Work request: Your task is to copy all of the entries exactly as they are given.

Data supplied:
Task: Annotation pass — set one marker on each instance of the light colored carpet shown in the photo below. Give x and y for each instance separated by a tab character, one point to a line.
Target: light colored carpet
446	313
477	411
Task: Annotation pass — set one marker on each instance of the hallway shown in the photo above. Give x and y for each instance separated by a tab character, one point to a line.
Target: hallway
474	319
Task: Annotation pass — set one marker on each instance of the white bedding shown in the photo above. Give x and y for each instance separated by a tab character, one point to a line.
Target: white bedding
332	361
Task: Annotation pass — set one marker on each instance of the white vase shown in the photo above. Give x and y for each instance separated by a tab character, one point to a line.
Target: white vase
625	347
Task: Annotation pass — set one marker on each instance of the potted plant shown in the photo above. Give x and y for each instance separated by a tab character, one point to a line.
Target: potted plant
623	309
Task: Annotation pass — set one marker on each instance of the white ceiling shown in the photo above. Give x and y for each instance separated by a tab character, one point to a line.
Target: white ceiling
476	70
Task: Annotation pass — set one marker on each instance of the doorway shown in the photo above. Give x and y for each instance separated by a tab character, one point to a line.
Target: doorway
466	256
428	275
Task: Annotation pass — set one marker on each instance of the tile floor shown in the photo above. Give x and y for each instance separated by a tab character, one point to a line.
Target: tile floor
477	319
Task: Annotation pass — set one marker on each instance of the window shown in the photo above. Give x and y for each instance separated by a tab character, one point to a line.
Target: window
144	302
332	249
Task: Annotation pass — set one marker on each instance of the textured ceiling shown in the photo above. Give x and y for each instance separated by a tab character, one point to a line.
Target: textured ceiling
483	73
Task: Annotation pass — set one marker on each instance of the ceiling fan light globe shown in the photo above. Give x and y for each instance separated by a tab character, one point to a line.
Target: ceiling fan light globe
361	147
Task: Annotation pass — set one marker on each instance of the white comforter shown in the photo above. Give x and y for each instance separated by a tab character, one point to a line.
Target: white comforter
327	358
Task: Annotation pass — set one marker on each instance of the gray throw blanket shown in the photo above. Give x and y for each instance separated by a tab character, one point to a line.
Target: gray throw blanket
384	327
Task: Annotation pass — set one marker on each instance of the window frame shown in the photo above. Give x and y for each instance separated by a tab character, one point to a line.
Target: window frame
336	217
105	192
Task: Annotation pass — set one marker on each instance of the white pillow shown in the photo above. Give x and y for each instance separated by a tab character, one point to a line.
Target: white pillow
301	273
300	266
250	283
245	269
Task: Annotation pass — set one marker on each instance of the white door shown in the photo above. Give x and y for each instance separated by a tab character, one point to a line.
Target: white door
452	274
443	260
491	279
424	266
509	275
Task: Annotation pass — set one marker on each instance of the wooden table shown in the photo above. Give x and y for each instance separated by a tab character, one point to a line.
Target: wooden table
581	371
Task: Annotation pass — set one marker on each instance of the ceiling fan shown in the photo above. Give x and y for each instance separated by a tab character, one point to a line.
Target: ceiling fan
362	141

Your response:
Task: Annotation pass — set one marker on each instance of the light colored carpet shown in the photo below. Give x and y for each instance separated by a tab character, one point to a line.
Target: light colored carpet
446	313
477	411
Task: Annotation pass — set one marker on each instance of the hallway shown in the photo above. Give x and y for each instance separated by a tab character, one point to a line.
Target: hallway
474	319
Task: Annotation pass — set one marker on each instance of the white bedding shown in the photo above. Give x and y for each instance separated by a tab character, one point to a line.
Target: white bedding
332	361
Task: Annotation pass — set one marker on each instance of the white vase shown in the photo above. Give x and y for each instance separated by a tab character, one point to a line.
Target: white vase
625	347
Task: Annotation pass — set one marker on each instance of the potted plant shown in the photo above. Give x and y for each instance separated by a tab character, one point to a line.
Target: potted plant
623	309
Task: Annotation pass — set one marker on each instance of the white ceiling shown in the photo above. Give x and y for each instance separated by a tab character, one point to a line.
Target: white ceiling
476	70
Task: Annotation pass — set one marker on each instance of the doorway shown in the photo above. Give x and y for each instance separated by a tab character, one point to a line.
Target: doorway
466	256
428	275
Task: Annotation pass — set one marker on each instance of the tile floor shown in the photo above. Give x and y for each instance separated by a tab character, one point to a line.
Target: tile floor
477	319
Task: Annotation pass — set one marker on each instance of the window shown in the photo above. Give x and y for each instance separated by a tab character, one point to a line.
Target: window
144	302
332	249
Task: Annotation pass — set one marker on each instance of the textured ceiling shown in the photo above. Give x and y for each instance separated by a tab character, one point to a line.
Target: textured ceiling
483	73
Task: Annotation pass — set one marker on each instance of the ceiling fan light globe shown in the photo above. Give x and y for each instance separated by a tab character, one point to a line.
Target: ceiling fan light globe
361	147
Task: Annotation pass — set one marker on each instance of the white comforter shown in the photo above. Give x and y for each instance separated by a tab character, one point to a line.
Target: white comforter
327	358
Task: Annotation pass — set one marker on each instance of the gray throw blanket shown in the photo above. Give x and y for each instance separated by a tab character, one point to a line.
Target: gray throw blanket
384	327
Task: Annotation pass — set one marker on each instance of the window frame shown in the photo above. Give x and y for each instance separated by a tab character, one point to a line.
Target: window frame
336	217
105	192
Task: Annotation pass — set one marker on each instance of the white pillow shown in the photo above. Give x and y for each instance separated by a tab character, one point to a line.
Target: white pillow
301	273
300	266
250	283
245	269
Task: Annotation pass — set one marker on each instance of the white door shown in the photo above. Give x and y for each instance separated by a tab character, one point to a line.
Target: white door
452	274
443	260
491	279
424	266
509	275
Task: Annotation pass — set one marker on each instance of the wooden table shown in the photo above. Give x and y for each instance separated by a tab character, one point to a line.
Target: wooden table
581	371
Task: Annotation pass — set one marker on each instance of the ceiling fan shown in the photo above. Give x and y for each instance separated by a tab character, one point to a line.
Target: ceiling fan
362	141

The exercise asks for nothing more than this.